• Records drawn from a dataset
▬▬▬▬▬▬▬▬▬▬
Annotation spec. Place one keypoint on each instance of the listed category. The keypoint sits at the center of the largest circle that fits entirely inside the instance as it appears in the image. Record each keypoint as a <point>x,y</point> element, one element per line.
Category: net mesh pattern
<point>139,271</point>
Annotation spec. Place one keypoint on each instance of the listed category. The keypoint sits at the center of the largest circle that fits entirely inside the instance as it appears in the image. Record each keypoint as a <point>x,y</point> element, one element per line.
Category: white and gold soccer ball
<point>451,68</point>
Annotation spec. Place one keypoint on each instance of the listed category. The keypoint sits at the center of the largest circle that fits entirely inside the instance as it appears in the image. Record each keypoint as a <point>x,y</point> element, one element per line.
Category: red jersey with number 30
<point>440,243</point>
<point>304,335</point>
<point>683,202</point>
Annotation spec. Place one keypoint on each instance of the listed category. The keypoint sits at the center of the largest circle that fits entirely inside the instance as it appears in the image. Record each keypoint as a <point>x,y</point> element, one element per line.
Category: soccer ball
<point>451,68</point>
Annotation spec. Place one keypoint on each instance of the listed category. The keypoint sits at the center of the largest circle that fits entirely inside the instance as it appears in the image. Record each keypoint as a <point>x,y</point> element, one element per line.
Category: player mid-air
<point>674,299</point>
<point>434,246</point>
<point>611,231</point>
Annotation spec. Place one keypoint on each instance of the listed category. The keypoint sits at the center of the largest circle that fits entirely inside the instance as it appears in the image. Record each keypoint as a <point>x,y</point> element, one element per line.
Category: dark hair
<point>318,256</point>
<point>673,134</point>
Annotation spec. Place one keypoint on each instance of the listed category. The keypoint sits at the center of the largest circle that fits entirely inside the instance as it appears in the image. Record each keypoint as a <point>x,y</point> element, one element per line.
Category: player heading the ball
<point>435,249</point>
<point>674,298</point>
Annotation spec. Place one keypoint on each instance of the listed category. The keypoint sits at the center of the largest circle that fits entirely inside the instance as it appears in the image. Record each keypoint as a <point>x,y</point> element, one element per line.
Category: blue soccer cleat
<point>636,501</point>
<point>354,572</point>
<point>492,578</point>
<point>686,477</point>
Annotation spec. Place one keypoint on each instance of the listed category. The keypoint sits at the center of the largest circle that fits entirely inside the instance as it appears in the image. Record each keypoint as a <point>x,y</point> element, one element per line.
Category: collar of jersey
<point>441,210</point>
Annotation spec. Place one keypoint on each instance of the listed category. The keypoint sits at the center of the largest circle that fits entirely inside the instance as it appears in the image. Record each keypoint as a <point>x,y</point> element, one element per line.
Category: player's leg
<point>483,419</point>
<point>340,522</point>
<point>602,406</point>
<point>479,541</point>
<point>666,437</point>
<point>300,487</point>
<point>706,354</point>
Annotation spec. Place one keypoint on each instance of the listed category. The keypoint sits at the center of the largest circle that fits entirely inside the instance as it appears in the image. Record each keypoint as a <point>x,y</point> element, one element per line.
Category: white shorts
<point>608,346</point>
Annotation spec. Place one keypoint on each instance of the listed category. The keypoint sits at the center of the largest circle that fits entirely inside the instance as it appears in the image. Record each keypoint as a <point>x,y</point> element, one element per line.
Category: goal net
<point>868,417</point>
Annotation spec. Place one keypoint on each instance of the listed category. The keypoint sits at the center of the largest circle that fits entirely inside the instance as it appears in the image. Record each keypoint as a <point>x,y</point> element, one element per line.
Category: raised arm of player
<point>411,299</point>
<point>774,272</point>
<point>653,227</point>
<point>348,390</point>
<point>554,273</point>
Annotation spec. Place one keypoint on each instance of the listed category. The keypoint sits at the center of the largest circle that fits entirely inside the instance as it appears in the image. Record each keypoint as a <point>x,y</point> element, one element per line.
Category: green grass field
▬▬▬▬▬▬▬▬▬▬
• Task instructions
Each record above has to be repeated word for word.

• Solution for this problem
Annotation spec. Place one keypoint on each instance of the listed category. The keypoint sits at the center of the largest circle that fits entirely inside the instance as it appears in the image. Record each keypoint as a <point>x,y</point> element, one element per line.
Category: net mesh pattern
<point>139,271</point>
Annotation spec. Place one keypoint on each instance of the listed category. The keypoint sits at the center of the largest circle that fits entirely inside the instance as it appears in the image. Record each keypoint as a <point>x,y</point> element, one element per line.
Category: white and gold soccer ball
<point>451,68</point>
Annotation spec. Place one keypoint on each instance of the listed category. The keypoint sits at the center of the largest circle that fits entirely inside the instance as it appears in the image. Record each keypoint as a <point>x,y</point> element, one element per line.
Category: red jersey with number 30
<point>440,243</point>
<point>304,335</point>
<point>683,202</point>
Annotation spec. Place one keypoint on each instance of the listed category. The keypoint sits at the center of the largest circle that fits entirely inside the instance as it appears in the image. Record each keypoint as a <point>x,y</point> element, one element per line.
Category: soccer ball
<point>451,68</point>
Annotation spec. Place one keypoint on each instance of the listed category. The keypoint sits at the center of the largest circle that fits entirely inside the instance as it appears in the image. Record each keypoint as a <point>x,y</point> element, one element per line.
Category: player mid-air
<point>674,299</point>
<point>434,246</point>
<point>611,231</point>
Annotation spec. Place one keypoint on each instance of the listed category. The keypoint sits at the center of the largest circle that fits entirely inside the instance as it appears in the image. Record each keypoint as a <point>x,y</point> element, one element per line.
Category: dark hair
<point>318,256</point>
<point>673,134</point>
Annotation spec. Place one keypoint on each instance of the listed category. The keypoint sits at the center of the largest circle that fits entirely inside the instance as it appears in the image. Record each keypoint as a <point>x,y</point> element, one element per line.
Category: player heading the ball
<point>435,249</point>
<point>674,298</point>
Annotation spec. Place one keypoint on each instance of the listed category. The keypoint sits at the center of the largest circle that fits entirely inside the instance as it appears in the image. Record each keypoint as a <point>x,y</point> element, one element per line.
Category: blue soccer cleat
<point>636,501</point>
<point>354,572</point>
<point>492,578</point>
<point>686,477</point>
Annotation spec. Place one keypoint on each instance of the listed category. The keypoint sits at the center of the largest circle that fits entirely inside the instance as it appears in the image. Record each keypoint as a <point>x,y</point> element, one element per line.
Category: collar of jersey
<point>441,210</point>
Annotation spec. Place one keypoint on each instance of the listed category. The keypoint sits at the center of the largest circle that fits entirely inside the instance as it appears in the image. Record each keypoint as a <point>x,y</point> element, one element per line.
Category: player's leg
<point>483,419</point>
<point>340,522</point>
<point>602,406</point>
<point>479,541</point>
<point>666,437</point>
<point>300,487</point>
<point>706,354</point>
Annotation spec. Place one keypoint on each instance of the listed category. The keypoint sits at the center of the largest circle that fits entirely inside the instance as it appears in the image. Record each keypoint as a <point>x,y</point> element, one element per line.
Category: white shorts
<point>608,346</point>
Annotation spec. Place one keypoint on each instance of the listed category. The keypoint sits at the center of the largest circle that fits entirely inside the instance as it appears in the image. Record each keypoint as a <point>x,y</point> element, one element per line.
Category: goal net
<point>868,417</point>
Annotation spec. Place one keypoint on each instance of the listed category. The keypoint sits at the center of the largest circle that fits entirely inside the instance as it appears in the image. Record each keypoint as a <point>x,y</point> element, one element per line.
Category: raised arm of player
<point>411,299</point>
<point>774,272</point>
<point>653,227</point>
<point>348,390</point>
<point>554,273</point>
Annotation spec. Place one keypoint on each instance of the listed category. The keypoint sits at the center of the largest circle that fits entirely inside the instance as it appears in the image. Record each keypoint as a <point>x,y</point> element, one element per line.
Category: green grass field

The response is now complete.